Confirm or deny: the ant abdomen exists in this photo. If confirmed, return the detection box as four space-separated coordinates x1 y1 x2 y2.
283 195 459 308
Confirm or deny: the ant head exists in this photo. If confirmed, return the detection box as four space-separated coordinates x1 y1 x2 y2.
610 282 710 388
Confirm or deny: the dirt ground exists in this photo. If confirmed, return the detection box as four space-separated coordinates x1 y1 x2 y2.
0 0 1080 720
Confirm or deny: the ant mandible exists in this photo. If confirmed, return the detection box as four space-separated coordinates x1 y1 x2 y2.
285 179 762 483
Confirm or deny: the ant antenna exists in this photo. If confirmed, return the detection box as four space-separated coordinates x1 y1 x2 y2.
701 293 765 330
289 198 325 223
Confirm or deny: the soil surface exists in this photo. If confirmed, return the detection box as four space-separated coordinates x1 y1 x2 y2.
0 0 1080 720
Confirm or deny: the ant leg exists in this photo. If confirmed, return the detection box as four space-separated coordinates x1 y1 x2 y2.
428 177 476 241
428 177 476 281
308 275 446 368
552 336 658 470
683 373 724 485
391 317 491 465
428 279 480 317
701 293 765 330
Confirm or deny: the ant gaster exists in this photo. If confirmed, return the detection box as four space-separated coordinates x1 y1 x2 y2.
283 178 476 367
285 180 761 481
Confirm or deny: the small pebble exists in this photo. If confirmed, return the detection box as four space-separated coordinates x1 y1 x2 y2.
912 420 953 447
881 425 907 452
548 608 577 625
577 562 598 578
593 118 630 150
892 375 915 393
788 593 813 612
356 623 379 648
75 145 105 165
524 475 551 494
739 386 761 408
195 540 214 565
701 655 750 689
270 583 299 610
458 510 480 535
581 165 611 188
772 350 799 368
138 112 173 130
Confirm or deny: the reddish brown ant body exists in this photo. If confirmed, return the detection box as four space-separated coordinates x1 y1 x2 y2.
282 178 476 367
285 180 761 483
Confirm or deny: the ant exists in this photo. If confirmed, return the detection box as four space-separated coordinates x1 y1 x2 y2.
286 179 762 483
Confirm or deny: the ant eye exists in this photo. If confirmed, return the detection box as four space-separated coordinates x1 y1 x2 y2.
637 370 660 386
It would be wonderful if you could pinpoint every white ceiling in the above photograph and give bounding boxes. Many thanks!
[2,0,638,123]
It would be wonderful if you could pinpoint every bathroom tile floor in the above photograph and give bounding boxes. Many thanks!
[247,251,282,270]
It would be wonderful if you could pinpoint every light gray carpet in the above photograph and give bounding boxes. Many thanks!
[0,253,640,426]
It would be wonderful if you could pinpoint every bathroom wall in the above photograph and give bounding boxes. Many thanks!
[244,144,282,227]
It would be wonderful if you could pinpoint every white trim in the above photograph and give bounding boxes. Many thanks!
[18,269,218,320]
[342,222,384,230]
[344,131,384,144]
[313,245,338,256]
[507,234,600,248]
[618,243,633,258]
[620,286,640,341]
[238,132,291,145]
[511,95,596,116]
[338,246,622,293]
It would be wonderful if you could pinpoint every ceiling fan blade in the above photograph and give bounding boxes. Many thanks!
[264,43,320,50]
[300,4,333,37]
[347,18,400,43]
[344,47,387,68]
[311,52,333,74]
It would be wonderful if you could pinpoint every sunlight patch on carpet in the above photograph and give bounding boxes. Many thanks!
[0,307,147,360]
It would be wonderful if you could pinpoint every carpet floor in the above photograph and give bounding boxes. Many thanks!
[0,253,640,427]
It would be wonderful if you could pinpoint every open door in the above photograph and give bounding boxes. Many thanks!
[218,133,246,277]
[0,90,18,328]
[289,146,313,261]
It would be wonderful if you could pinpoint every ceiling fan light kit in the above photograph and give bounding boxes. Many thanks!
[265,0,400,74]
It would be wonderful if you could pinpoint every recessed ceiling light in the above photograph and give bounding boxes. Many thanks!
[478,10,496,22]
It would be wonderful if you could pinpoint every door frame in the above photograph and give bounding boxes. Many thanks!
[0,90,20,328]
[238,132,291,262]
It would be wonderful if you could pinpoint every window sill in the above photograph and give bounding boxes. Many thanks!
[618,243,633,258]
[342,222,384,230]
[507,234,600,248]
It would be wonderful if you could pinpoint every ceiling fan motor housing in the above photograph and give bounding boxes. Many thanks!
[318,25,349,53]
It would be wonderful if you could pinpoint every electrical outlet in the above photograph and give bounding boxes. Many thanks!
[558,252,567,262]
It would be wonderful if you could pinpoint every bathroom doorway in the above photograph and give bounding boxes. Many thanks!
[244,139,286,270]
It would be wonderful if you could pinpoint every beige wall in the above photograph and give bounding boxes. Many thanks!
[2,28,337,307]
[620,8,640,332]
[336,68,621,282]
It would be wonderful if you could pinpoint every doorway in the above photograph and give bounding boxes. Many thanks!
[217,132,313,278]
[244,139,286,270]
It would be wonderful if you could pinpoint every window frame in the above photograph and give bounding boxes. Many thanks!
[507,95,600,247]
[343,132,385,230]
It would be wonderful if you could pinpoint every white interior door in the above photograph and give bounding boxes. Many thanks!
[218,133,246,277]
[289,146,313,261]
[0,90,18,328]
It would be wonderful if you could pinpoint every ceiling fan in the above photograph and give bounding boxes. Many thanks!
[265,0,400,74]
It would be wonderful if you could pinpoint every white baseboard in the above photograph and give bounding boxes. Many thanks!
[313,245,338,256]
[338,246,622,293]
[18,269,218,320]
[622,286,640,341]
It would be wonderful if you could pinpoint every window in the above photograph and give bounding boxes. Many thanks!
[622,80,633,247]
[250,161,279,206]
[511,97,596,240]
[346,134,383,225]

• EXERCISE BRIEF:
Please gather each line of the listing above that contains the word "carpet". Case counts.

• WRITTEN ANSWER:
It would be wonderful if you could pinpoint every light gray carpet in the above photograph and give bounding boxes. Many thanks!
It would be wonderful if you could pinpoint every sunlight patch on carpet in the above photograph and give bounding boxes. Many thanks!
It would be wonderful if you could pinpoint every carpet floor in the above photograph and give bounding boxes. Many thanks!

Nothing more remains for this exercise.